# Sony BDP-CX7000ES 400 Disc Blu Ray Disc Changer



## recruit (May 9, 2009)

Was having a look through this months edition of Home Theatre magazine and found this monster :yikes:








http://www.sonystyle.com/webapp/wcs...10151&langId=-1&productId=8198552921665945153


I know I have a lot of BD but not too sure if I have 400 yet :whistling:


----------



## selden (Nov 15, 2009)

Don't forget that it can be used for DVDs and CDs, too.

p.s. The Sony BDP-CX960 is somewhat more economical than the ES version.


----------



## recruit (May 9, 2009)

selden said:


> Don't forget that it can be used for DVDs and CDs, too.
> 
> p.s. The Sony BDP-CX960 is somewhat more economical than the ES version.


Yep, and you would need a much bigger AV Cabinet/Rack to mount it on :flex:


----------



## Jungle Jack (Jul 28, 2009)

Hello,
After my experiences with Sony's 400 DVD Changers, I am reticent to buy a BDP-CX7000ES.
I used to have a DVP-CX995V that now resides in my garage. It lasted less than 2 Years before failing to read discs. Prior to this, it somehow lost all the titles that were entered.

Mind you, with the DVD Changers, only Discs encoded with DVD Text would show up automatically. The vast majority did not which meant sitting on the floor next to the changer with a Keyboard manually entering 80% of the titles. The amount of time spent entering these titles was massive.
Even worse, 99% of discs had mild scratching on them due to the way you load them in the carousel.

When it worked, it really was great to have access to TV Series and every James Bond, etc.. But, quality control coupled with the scratching of media has caused me to be wary.
Cheers,
JJ


----------



## selden (Nov 15, 2009)

FWIW, I have a Pioneer DV-F727 300 disc DVD changer which has worked fine for about 8 years or so. It does stop displaying a disc's title once in a while, but loading the disc makes the title reappear. It's never scratched a one. It'd be nice if they came out with a compatible BD changer, but somehow I doubt that'll happen


----------



## tonyvdb (Sep 5, 2007)

To be honest with you Sony has always had quality control issues with most everything they make but their cameras, TVs and Video cameras. I have known several people who have all sorts of issues with various items. I would never recommend a receiver from them. I have had two hi end S-VHS VCRs from them and neither of them lasted more than a few years and were only used for editing.


----------



## recruit (May 9, 2009)

I would never consider buying one of these but there must be a market for it somewhere, I agree with JJ in that discs can potentially get damaged and other sorts of problems could arise, a one slot loader is all I need :bigsmile:


----------



## perryjp20 (Jun 25, 2008)

Provided information ▸
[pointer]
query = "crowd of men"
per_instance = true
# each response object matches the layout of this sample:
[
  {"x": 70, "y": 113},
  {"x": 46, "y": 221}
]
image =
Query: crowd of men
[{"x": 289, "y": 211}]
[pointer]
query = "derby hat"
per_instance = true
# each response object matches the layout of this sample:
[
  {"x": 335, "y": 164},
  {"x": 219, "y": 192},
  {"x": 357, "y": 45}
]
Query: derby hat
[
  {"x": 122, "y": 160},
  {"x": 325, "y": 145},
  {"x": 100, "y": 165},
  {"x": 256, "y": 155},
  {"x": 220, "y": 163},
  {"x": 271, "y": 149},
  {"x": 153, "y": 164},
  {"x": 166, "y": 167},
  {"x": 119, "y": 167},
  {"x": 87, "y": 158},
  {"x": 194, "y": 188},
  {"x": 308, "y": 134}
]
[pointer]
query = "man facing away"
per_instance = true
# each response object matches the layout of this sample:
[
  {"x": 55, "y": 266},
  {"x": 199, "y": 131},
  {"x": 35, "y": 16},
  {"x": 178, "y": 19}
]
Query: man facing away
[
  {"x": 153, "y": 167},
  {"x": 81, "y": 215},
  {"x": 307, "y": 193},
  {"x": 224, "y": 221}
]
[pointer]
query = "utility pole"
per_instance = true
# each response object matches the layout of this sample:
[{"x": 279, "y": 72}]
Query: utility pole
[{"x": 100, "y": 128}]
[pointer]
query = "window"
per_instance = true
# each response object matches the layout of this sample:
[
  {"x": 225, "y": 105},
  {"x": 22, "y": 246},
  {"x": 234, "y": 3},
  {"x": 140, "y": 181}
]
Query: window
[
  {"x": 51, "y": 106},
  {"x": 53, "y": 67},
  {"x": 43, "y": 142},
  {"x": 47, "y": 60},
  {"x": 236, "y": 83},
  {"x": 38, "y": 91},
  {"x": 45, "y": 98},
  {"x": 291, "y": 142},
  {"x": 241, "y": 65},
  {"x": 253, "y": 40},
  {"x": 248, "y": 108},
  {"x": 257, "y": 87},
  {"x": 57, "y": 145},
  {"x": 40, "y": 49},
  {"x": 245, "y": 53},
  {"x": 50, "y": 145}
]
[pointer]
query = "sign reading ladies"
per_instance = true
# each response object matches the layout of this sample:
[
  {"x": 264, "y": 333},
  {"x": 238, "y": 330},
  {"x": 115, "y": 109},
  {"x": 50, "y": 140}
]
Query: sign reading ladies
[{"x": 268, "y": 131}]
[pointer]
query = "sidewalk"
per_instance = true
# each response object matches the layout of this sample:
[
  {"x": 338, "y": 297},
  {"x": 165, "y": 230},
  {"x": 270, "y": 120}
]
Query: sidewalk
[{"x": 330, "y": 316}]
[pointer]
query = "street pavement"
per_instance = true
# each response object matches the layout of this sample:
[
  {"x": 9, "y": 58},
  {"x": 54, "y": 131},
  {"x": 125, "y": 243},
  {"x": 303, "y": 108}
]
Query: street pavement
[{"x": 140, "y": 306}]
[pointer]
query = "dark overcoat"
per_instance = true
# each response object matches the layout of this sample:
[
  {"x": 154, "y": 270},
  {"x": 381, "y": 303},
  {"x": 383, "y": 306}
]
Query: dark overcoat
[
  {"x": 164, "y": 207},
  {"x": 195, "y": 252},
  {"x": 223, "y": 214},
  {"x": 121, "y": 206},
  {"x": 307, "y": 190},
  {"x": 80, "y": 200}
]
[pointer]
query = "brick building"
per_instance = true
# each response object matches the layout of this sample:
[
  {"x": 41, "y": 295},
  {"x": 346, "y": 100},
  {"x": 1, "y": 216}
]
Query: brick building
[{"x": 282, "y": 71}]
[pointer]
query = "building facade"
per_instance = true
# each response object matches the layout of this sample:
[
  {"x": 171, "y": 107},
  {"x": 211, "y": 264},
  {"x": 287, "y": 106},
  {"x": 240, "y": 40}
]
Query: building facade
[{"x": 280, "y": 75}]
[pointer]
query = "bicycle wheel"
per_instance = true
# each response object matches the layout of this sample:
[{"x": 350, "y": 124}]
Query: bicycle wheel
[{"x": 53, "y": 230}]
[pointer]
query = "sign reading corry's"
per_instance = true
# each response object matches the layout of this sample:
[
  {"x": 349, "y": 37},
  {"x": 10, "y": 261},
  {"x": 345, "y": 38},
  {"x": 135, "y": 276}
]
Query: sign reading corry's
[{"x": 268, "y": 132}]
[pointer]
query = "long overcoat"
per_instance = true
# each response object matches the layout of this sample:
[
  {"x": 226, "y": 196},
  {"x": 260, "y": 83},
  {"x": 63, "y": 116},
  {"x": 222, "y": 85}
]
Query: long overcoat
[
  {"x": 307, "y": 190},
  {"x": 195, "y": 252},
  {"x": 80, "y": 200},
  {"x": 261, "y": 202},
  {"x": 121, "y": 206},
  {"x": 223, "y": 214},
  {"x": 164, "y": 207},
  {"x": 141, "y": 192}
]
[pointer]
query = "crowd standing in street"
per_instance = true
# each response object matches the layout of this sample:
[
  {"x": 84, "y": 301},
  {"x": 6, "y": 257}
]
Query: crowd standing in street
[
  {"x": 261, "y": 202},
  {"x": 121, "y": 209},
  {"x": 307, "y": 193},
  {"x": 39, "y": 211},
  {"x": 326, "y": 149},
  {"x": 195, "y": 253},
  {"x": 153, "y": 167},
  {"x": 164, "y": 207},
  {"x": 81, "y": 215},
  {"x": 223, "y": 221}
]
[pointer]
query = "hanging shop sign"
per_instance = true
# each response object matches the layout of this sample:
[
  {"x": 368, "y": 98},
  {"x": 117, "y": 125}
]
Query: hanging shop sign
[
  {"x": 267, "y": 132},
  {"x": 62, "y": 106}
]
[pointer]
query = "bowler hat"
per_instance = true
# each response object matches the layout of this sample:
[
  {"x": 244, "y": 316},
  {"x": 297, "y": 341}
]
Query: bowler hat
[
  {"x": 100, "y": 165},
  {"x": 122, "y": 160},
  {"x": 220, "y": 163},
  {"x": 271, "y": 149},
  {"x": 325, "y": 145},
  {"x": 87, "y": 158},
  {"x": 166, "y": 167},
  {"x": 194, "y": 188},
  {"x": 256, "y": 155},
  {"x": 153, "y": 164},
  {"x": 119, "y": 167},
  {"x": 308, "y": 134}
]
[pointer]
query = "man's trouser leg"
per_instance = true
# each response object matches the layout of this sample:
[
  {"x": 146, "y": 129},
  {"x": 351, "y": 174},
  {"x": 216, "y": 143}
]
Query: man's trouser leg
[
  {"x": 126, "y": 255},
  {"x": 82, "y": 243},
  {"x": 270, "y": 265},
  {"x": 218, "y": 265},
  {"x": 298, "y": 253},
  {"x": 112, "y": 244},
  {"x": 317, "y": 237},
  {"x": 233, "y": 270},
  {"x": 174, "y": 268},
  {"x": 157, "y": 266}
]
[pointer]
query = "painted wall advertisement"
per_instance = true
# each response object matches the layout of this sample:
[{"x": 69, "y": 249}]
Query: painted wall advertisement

Stated task ▸
Say whether each statement agrees with the forum thread about the Sony disc changer, and answer yes or no with the deciding words from the thread, quoted exactly.
1. Jungle Jack's DVP-CX995V lasted less than two years before it stopped reading discs.
2. selden's Pioneer changer holds 400 discs.
3. tonyvdb would recommend a Sony receiver.
The records have nothing to do with what is asked here.

Task answer ▸
1. Yes: "It lasted less than 2 Years before failing to read discs."
2. No: "I have a Pioneer DV-F727 300 disc DVD changer"
3. No: "I would never recommend a receiver from them."